Brief :: Convert every line of the items below into a Markdown table with the columns Row and Line, numbering the rows in order and omitting blank lines.

-------

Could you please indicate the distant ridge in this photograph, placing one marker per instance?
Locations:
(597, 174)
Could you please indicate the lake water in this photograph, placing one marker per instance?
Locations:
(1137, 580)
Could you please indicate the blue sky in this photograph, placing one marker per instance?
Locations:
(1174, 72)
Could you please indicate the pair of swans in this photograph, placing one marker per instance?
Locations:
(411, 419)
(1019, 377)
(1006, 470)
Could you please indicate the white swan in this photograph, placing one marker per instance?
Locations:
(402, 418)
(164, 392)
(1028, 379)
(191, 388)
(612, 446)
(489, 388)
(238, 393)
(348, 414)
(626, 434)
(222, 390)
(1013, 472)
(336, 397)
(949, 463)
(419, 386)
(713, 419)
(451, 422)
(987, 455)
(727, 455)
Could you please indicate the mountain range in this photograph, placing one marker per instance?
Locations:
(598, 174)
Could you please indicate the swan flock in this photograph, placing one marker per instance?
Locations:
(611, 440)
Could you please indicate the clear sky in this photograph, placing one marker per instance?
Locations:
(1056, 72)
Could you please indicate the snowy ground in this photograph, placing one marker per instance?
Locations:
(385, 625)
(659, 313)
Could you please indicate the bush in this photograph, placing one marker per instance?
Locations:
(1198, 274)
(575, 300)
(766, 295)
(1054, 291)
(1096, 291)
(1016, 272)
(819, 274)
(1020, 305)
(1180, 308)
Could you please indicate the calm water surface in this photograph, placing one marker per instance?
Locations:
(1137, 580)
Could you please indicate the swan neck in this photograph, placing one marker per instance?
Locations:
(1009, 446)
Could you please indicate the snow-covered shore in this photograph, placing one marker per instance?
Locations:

-------

Written response ::
| Row | Line |
|---|---|
| 1 | Could you please indicate the distant ridge in this photograph, placing one marker per instance? |
| 2 | Locations: |
| 3 | (597, 174) |
| 4 | Could you please indicate the lake water in this photograph, placing one marker per instance? |
| 5 | Locations: |
| 6 | (1137, 580) |
| 7 | Could you please indicate the blue sky in this photograph, placing one marker per instance? |
| 8 | Locations: |
| 9 | (1174, 72) |
| 10 | Could you please indicate the pair of swans in this photograph, placing one marker per instance? |
| 11 | Locations: |
| 12 | (411, 419) |
| 13 | (1019, 377) |
| 14 | (1006, 470) |
| 15 | Could you please indicate the white swan in this photograph, placing one marker per instance? |
| 16 | Locations: |
| 17 | (402, 418) |
| 18 | (164, 392) |
| 19 | (1028, 379) |
| 20 | (191, 388) |
| 21 | (612, 446) |
| 22 | (489, 388) |
| 23 | (238, 393) |
| 24 | (348, 414) |
| 25 | (626, 434) |
| 26 | (222, 390) |
| 27 | (1013, 472) |
| 28 | (336, 397) |
| 29 | (949, 463) |
| 30 | (419, 386) |
| 31 | (713, 419) |
| 32 | (451, 422) |
| 33 | (987, 455) |
| 34 | (727, 455) |
| 35 | Could you please indicate the mountain range in this photograph, placing one marker per instance? |
| 36 | Locations: |
| 37 | (598, 174) |
| 38 | Could you please indicate the swan flock in this photograph, placing one marker per instance? |
| 39 | Locations: |
| 40 | (611, 440) |
| 41 | Could you please indicate the clear sky in this photograph, placing one marker per instance? |
| 42 | Locations: |
| 43 | (1056, 72) |
| 44 | Could you please indicate the snowy ground in this photograph, placing one marker per instance? |
| 45 | Locations: |
| 46 | (385, 625) |
| 47 | (659, 313) |
| 48 | Could you please indicate the bush in this photograph, placing one marker per instance? |
| 49 | Locations: |
| 50 | (1198, 274) |
| 51 | (575, 300) |
| 52 | (766, 295) |
| 53 | (1054, 291) |
| 54 | (1096, 291) |
| 55 | (1016, 272) |
| 56 | (819, 274) |
| 57 | (1020, 305) |
| 58 | (1180, 308) |
| 59 | Could you please indicate the calm water surface in this photograph, placing one marker per instance? |
| 60 | Locations: |
| 61 | (1137, 580) |
| 62 | Could you please indicate the swan neck in this photograph, placing one marker per instance? |
| 63 | Locations: |
| 64 | (1009, 446) |
| 65 | Could you please indicate the snow-covered shore in this photograph, placing one marker per instance? |
| 66 | Locations: |